Problem: Rewrite the records, from the line containing "of the wide-brim" through the end of the records inclusive, as a two-column CSV with the headers instruction and points. Give one row per record, put each field in quotes, and replace line breaks with spaces.

++++

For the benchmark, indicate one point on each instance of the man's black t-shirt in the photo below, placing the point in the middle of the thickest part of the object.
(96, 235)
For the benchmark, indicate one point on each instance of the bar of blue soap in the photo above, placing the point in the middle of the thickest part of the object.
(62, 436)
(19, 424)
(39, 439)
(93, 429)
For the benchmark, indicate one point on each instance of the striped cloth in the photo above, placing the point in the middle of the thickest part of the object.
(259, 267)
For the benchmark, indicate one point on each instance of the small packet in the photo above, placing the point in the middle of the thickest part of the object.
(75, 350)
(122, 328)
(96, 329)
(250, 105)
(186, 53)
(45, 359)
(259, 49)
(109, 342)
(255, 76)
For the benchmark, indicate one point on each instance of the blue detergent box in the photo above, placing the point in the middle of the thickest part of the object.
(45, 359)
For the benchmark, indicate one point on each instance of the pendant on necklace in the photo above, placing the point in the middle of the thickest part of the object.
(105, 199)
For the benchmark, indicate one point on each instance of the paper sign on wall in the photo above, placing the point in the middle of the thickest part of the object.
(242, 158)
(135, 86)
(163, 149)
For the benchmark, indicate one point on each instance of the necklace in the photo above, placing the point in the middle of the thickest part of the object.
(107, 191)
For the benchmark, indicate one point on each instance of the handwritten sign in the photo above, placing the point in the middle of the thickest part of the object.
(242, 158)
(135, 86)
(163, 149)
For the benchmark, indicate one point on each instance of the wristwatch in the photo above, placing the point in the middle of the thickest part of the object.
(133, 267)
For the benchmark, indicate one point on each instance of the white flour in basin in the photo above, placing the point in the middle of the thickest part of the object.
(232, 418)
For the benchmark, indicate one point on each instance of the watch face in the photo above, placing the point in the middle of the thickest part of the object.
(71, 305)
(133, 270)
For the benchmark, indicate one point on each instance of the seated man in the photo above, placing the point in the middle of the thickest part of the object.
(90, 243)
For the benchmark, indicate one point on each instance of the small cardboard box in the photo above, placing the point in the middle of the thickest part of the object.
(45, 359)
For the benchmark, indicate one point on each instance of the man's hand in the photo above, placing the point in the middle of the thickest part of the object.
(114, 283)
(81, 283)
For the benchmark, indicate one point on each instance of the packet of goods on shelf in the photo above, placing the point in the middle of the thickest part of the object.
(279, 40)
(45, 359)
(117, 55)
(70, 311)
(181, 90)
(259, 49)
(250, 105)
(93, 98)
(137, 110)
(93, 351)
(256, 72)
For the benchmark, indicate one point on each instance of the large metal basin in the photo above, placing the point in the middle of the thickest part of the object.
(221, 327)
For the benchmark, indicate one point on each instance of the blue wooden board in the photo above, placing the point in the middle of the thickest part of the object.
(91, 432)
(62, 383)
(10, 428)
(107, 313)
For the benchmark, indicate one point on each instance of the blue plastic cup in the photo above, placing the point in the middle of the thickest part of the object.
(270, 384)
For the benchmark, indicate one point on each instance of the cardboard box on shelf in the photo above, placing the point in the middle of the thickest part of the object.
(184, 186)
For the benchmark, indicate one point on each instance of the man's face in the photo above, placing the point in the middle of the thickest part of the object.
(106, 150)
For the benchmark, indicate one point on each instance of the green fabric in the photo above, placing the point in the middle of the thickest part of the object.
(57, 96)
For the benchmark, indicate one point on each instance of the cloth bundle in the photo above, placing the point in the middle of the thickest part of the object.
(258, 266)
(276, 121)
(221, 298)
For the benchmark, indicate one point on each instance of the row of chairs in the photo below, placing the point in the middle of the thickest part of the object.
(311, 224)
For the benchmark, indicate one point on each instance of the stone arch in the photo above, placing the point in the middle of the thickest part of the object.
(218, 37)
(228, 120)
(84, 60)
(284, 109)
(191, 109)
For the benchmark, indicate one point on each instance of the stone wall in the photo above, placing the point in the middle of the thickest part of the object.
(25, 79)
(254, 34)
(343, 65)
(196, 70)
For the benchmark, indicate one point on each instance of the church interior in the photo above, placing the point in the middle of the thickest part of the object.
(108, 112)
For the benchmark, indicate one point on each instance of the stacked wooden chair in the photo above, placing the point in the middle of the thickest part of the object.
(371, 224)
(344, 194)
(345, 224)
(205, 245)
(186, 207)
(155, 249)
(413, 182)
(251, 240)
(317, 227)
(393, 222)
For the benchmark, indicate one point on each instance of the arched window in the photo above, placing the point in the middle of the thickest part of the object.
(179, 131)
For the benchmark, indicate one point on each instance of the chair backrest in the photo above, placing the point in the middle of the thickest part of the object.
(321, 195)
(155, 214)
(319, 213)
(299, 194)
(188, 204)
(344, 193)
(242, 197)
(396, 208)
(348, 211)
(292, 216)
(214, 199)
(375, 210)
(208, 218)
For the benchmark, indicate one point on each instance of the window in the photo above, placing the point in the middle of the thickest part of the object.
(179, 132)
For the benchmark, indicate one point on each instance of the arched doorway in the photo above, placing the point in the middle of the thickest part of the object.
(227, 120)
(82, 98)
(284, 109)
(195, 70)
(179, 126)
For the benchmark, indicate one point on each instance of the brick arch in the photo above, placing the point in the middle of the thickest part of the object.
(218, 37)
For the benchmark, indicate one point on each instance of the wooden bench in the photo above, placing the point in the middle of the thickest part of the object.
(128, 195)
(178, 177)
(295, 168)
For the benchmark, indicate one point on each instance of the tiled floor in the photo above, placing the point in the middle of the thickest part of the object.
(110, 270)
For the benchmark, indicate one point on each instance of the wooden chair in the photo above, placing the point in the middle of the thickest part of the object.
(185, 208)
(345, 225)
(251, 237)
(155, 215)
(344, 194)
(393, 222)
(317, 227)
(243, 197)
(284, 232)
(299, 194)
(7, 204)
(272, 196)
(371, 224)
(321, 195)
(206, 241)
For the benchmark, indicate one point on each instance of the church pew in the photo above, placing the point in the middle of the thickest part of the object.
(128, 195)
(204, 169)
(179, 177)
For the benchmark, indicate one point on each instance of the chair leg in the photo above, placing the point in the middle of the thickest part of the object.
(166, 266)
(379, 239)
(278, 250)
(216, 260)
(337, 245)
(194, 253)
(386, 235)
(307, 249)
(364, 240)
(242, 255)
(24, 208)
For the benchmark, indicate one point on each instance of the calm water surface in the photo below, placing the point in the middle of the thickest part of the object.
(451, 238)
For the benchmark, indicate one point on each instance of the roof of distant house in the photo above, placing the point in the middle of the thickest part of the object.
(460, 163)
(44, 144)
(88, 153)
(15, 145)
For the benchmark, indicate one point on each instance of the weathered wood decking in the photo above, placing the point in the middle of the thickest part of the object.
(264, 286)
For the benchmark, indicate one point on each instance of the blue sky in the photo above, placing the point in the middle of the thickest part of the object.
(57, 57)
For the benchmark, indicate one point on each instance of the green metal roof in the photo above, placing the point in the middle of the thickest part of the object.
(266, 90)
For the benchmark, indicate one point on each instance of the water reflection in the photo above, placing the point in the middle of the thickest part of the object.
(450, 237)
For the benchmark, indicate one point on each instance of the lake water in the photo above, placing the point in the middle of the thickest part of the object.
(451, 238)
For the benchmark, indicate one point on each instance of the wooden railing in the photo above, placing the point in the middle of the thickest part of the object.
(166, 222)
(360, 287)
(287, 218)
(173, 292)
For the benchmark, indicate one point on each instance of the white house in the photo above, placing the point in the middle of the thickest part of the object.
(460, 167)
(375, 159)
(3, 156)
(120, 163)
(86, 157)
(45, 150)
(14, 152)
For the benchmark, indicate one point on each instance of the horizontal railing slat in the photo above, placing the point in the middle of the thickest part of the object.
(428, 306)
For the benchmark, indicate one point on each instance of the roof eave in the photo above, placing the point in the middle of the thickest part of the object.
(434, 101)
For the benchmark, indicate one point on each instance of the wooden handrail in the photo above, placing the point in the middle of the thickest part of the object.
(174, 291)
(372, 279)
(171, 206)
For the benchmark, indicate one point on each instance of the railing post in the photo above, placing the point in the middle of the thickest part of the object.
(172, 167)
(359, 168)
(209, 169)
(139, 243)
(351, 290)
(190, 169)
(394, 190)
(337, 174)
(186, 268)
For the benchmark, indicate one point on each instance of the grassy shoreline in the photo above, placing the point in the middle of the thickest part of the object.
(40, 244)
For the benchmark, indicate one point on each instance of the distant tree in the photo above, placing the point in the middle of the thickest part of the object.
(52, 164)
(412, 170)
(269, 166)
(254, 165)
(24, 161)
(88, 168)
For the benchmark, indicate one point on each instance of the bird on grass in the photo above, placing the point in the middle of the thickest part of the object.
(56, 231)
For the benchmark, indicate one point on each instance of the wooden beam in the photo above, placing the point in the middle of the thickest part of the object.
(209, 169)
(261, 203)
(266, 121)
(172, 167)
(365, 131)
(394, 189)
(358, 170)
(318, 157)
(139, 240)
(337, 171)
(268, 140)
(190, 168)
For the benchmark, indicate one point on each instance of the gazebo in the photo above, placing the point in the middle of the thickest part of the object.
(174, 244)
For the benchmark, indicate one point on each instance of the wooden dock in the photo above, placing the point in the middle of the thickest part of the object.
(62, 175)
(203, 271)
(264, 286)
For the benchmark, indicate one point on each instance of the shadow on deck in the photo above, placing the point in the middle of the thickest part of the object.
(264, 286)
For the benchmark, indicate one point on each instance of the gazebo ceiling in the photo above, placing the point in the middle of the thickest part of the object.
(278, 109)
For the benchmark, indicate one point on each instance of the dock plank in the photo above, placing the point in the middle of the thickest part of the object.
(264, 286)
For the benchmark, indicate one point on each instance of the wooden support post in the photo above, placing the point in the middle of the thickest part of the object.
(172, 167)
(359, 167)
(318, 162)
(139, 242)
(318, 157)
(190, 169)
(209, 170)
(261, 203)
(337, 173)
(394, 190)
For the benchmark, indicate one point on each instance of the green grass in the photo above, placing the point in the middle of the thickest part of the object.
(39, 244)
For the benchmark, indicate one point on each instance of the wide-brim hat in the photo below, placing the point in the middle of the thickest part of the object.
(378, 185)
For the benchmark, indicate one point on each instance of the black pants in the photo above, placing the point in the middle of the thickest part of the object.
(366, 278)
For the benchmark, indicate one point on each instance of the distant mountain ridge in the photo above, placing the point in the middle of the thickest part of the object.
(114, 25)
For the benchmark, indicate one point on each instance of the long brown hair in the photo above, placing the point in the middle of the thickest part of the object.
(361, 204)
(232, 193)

++++

Correct answer:
instruction,points
"For the benchmark, indicate one point on each instance of the wide-brim hat in the photo below, placing the point in the middle of the thickest part of the object.","(378, 185)"
"For the benchmark, indicate one point on each instance of the black pants in the photo above, placing the point in the middle of the thickest part of the object.","(366, 278)"
"For the benchmark, indicate one point on each instance of the distant mountain ridge in the photo above, placing the point in the middle of the thickest part of the object.","(114, 25)"
"For the benchmark, indicate one point on each instance of the long brown hair in the photo above, placing the point in the middle of the thickest part of the object.","(361, 204) (232, 193)"